WORKING DATA
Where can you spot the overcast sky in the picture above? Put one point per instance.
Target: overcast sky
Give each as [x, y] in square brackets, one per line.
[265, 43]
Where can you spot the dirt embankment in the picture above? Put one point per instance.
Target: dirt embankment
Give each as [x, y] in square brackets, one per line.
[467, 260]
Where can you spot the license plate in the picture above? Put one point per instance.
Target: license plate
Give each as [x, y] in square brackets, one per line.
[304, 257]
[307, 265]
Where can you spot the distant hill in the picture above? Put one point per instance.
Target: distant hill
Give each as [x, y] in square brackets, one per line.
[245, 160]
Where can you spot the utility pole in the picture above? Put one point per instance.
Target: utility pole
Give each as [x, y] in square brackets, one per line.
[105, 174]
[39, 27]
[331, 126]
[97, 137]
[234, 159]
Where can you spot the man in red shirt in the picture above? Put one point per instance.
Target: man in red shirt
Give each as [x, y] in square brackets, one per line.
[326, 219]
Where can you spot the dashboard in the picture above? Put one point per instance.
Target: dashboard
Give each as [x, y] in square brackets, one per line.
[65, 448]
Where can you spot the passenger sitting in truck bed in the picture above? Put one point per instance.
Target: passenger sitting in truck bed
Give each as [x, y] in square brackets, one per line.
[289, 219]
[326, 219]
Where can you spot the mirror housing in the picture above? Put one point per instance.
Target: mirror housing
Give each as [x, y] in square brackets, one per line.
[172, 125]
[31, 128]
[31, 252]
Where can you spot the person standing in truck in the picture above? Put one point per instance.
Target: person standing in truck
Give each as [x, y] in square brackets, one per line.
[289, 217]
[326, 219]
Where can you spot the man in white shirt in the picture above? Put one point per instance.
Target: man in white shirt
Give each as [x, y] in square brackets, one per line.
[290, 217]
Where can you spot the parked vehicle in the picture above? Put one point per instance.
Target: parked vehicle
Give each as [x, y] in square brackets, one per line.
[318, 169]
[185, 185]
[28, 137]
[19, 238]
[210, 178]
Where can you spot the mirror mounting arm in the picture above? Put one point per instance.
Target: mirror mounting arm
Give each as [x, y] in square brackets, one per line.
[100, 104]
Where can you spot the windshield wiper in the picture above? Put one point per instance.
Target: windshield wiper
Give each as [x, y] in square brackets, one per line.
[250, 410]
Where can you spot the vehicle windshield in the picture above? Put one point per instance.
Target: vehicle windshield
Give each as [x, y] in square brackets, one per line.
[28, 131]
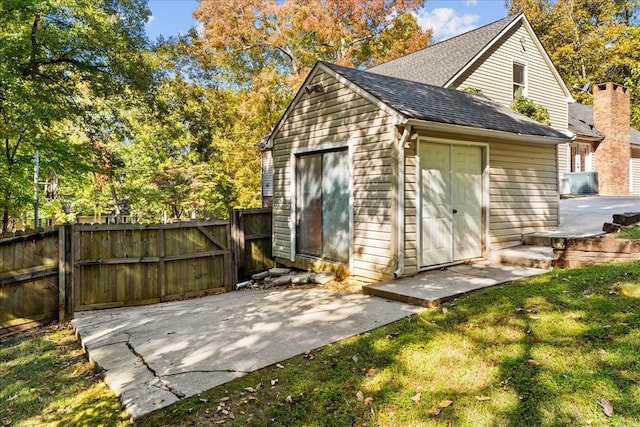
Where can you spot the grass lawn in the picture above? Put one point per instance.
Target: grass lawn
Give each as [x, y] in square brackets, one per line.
[559, 349]
[45, 379]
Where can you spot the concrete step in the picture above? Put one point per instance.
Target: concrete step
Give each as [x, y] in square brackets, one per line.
[525, 256]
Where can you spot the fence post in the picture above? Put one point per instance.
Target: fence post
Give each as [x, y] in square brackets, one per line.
[65, 273]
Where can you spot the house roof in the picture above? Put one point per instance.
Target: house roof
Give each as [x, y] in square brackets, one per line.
[440, 62]
[581, 123]
[436, 104]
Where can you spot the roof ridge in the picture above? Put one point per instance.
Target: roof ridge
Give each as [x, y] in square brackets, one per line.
[508, 19]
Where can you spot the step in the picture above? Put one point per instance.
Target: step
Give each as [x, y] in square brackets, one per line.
[525, 256]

WHAT THIS TASK INVOLVES
Copy word for word everything from the line containing "Where can you spot the house" down to the end of the entries, including both of those ends.

IN RESPONSE
Where can you spot the house roof in the picture above? Put one point per instance.
Target: house roof
Give each as [x, y] in square brackets, one per line.
[440, 62]
[581, 123]
[436, 104]
Where can you spot the roof ridge in the picture above? Put one point per instance.
Target: roof ridge
Give each as [x, y] in square brackets, one per line.
[508, 19]
Where can you spot the step in the picture above? Put one point per instance.
Target: step
Give each as [x, y] in square brackets, one per line.
[525, 256]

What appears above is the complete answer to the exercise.